I am looking to write to an excel (.xls MS Excel 2003 format) file programatically using Java. The excel output files may contain ~200,000 rows which I plan to split over number of sheets (64k rows per sheet, due to the excel limit).
I have tried using the apache POI APIs but it seems to be a memory hog due to the API object model. I am forced to add cells/sheets to the workbook object in memory and only once all data is added, I can write the workbook to a file! Here is a sample of how the apache recommends i write excel files using their API:
Workbook wb = new HSSFWorkbook();
Sheet sheet = wb.createSheet("new sheet");
//Create a row and put some cells in it
Row row = sheet.createRow((short)0);
// Create a cell and put a value in it.
Cell cell = row.createCell(0);
cell.setCellValue(1);
// Write the output to a file
FileOutputStream fileOut = new FileOutputStream("workbook.xls");
wb.write(fileOut);
fileOut.close();
Clearly, writing ~20k rows(with some 10-20 columns in each row) gives me the dreaded "java.lang.OutOfMemoryError: Java heap space".
I have tried increasing JVM initial heapsize and max heap size using Xms and Xmx parameters as Xms512m and Xmx1024. Still cant write more than 150k rows to the file.
I am looking for a way to stream to an excel file instead of building the entire file in memory before writing it to disk which will hopefully save a lot of memory usage. Any alternative API or solutions would be appreciated, but I am restricted to usage of java. Thanks! :)
Try to use SXSSF workbook, thats great thing for huge xls documents, its build document and don't eat RAM at all, becase using nio
All existing Java APIs try to build the whole document in RAM at once. Try to write an XML file which conforms to the new xslx file format instead. To get you started, I suggest to build a small file in the desired form in Excel and save it. Then open it and examine the structure and replace the parts you want.
Wikipedia has a good article about the overall format.
I had to split my files into several excel files in order to overcome the heap space exception. I figured that around 5k rows with 22 columns was about it, so I just made my logic so that every 5k row I would end the file, start a new one and just numerate the files accordingly.

■ Data shown:

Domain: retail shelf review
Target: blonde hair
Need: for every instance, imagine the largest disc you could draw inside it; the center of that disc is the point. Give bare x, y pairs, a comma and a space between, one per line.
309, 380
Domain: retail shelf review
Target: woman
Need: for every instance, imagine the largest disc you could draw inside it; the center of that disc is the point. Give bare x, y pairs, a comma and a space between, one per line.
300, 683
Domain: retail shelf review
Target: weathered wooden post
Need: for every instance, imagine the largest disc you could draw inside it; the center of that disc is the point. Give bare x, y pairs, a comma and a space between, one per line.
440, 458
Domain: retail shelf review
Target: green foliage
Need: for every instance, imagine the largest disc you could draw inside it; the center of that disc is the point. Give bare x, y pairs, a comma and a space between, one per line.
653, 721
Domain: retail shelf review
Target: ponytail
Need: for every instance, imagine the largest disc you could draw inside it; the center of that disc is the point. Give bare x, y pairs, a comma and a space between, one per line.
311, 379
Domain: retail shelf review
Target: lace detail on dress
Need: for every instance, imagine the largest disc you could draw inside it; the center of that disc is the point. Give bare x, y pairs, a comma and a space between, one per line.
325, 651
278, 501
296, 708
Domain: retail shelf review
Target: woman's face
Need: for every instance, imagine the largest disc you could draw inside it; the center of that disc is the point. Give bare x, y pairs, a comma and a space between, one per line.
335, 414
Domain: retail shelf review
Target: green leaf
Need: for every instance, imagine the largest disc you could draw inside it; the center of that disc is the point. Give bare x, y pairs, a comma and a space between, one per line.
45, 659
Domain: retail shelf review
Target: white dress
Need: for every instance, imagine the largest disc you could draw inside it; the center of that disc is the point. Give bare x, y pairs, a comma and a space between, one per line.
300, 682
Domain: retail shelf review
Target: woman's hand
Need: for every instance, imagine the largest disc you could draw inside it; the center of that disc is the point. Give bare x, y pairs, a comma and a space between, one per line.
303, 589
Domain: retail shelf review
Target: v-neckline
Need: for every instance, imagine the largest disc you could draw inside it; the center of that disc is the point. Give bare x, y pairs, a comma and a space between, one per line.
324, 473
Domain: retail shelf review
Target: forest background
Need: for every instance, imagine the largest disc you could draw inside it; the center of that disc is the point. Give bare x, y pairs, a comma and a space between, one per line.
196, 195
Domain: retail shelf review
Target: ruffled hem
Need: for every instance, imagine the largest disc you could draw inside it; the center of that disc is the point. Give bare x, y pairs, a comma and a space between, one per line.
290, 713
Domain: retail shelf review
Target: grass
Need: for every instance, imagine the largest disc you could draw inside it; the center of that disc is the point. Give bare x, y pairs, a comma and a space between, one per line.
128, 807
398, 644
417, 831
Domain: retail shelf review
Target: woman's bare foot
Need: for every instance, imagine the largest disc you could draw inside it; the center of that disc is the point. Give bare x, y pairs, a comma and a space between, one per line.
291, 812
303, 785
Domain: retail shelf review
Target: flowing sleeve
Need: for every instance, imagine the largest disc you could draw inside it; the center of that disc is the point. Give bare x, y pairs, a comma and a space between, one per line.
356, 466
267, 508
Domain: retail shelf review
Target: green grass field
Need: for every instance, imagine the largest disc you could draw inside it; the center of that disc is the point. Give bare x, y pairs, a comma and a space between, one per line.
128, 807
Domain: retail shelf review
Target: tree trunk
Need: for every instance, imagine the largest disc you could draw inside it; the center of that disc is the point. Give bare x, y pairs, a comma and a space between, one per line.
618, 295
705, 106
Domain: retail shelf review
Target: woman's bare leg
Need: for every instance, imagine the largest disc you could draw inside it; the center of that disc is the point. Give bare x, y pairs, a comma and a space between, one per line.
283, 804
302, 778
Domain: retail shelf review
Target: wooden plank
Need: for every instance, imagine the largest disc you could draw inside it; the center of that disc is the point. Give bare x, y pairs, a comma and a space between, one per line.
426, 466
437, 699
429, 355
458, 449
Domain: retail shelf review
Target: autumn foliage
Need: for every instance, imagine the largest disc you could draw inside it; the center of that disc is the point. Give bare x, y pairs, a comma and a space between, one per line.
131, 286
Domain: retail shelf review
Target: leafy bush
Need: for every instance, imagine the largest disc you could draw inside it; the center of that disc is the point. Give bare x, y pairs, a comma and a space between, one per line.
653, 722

■ Complete the following:
a – Translate this sentence from the thread about writing large Excel files in Java into Spanish: "Wikipedia has a good article about the overall format."
b – From the thread about writing large Excel files in Java, reproduce word for word the passage that begins with the words containing "I am looking to" and ends with "value in it.".

■ Results of the exercise:
a – Wikipedia tiene un buen artículo sobre el formato general.

b –
I am looking to write to an excel (.xls MS Excel 2003 format) file programatically using Java. The excel output files may contain ~200,000 rows which I plan to split over number of sheets (64k rows per sheet, due to the excel limit).
I have tried using the apache POI APIs but it seems to be a memory hog due to the API object model. I am forced to add cells/sheets to the workbook object in memory and only once all data is added, I can write the workbook to a file! Here is a sample of how the apache recommends i write excel files using their API:
Workbook wb = new HSSFWorkbook();
Sheet sheet = wb.createSheet("new sheet");
//Create a row and put some cells in it
Row row = sheet.createRow((short)0);
// Create a cell and put a value in it.